## START Quoted text
How do fermionic operators transform?

Question

In quantum mechanics, if we have an operator $\Omega$, then under the transformation $T$, with infinitesimal generator $G$ (i.e. $T(\epsilon)=1-i\epsilon G + \ldots$), then operator transforms as $$\Omega\rightarrow T^\dagger\Omega T,$$ so, infinitesimally, $$\delta\Omega = T^\dagger\Omega T-\Omega$$ $$=(1+i\epsilon G)\Omega(1-i\epsilon G)-\Omega$$ $$=i\epsilon[G,\Omega],$$ to first order.

Now what happens if, in QFT language, $\Omega$ is a fermionic operator? I am looking at BRST symmetry, in particular, on page 19 here [1], it reads

for a general field dependent function $\Phi$, $$\delta_B\Phi=i\theta[Q_B, \Phi]_\pm,$$ where $Q_B$ is the conserved Noether charge associated with the BRST symmetry, $[ , ]_− = [ , ]$ and $[ , ]_+ = \{ , \}$, and the sign being minus/plus according as Φ is bosonic/fermionic.
## END Quoted text
-- What this exercise asks --
A) In the question about fermionic operators, what is $Q_B$?
B) List every letter symbol that the question about fermionic operators gives a meaning for, with the meaning it states for each.
C) Write out the part of the question about fermionic operators that opens with the words containing "How do fermionic" and closes with "Φ is bosonic/fermionic.".
## START Given records
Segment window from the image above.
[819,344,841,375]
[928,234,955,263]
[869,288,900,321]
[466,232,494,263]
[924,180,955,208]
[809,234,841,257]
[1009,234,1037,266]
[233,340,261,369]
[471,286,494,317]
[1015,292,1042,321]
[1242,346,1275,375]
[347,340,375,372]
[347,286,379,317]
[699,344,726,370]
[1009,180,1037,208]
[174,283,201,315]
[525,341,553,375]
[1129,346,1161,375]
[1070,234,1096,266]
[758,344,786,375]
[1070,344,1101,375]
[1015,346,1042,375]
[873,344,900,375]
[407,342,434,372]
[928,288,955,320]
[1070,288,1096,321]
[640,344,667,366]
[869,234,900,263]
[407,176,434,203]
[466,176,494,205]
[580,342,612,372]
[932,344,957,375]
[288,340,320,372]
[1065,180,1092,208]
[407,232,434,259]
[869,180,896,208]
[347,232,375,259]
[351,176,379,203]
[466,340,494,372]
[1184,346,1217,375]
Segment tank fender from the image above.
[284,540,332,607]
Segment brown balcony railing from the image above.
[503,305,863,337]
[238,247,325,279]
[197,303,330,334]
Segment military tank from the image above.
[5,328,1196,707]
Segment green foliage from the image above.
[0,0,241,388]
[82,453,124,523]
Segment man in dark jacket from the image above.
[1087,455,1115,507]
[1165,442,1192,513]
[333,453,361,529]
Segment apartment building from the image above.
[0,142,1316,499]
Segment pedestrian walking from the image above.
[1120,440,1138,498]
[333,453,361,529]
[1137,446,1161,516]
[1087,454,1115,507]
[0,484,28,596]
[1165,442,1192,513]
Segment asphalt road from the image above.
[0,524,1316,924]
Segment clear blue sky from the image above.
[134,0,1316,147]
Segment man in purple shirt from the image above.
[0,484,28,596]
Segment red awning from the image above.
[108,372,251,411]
## END Given records
## START Given records
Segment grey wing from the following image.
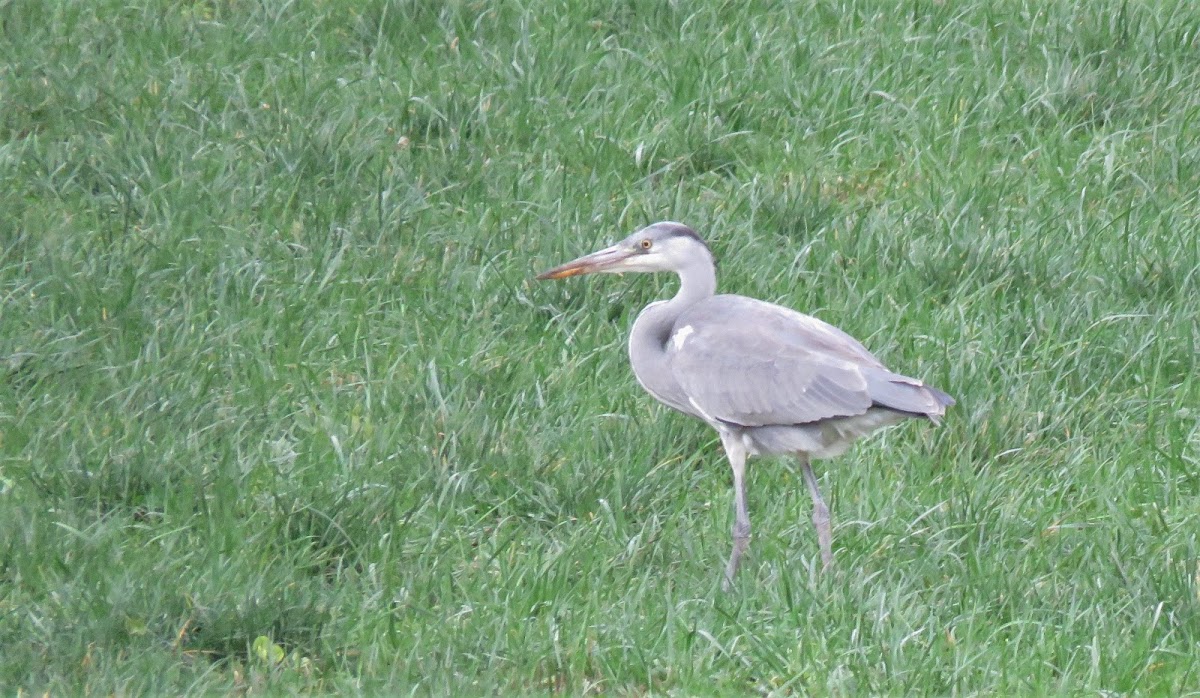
## END Given records
-- Solutions to the problems --
A) $Q_B$ is the conserved Noether charge associated with the BRST symmetry.

B)
- $\Omega$: an operator
- $T$: the transformation
- $G$: the infinitesimal generator of $T$
- $\Phi$: a general field dependent function
- $Q_B$: the conserved Noether charge associated with the BRST symmetry

C)
How do fermionic operators transform?

Question

In quantum mechanics, if we have an operator $\Omega$, then under the transformation $T$, with infinitesimal generator $G$ (i.e. $T(\epsilon)=1-i\epsilon G + \ldots$), then operator transforms as $$\Omega\rightarrow T^\dagger\Omega T,$$ so, infinitesimally, $$\delta\Omega = T^\dagger\Omega T-\Omega$$ $$=(1+i\epsilon G)\Omega(1-i\epsilon G)-\Omega$$ $$=i\epsilon[G,\Omega],$$ to first order.

Now what happens if, in QFT language, $\Omega$ is a fermionic operator? I am looking at BRST symmetry, in particular, on page 19 here [1], it reads

for a general field dependent function $\Phi$, $$\delta_B\Phi=i\theta[Q_B, \Phi]_\pm,$$ where $Q_B$ is the conserved Noether charge associated with the BRST symmetry, $[ , ]_− = [ , ]$ and $[ , ]_+ = \{ , \}$, and the sign being minus/plus according as Φ is bosonic/fermionic.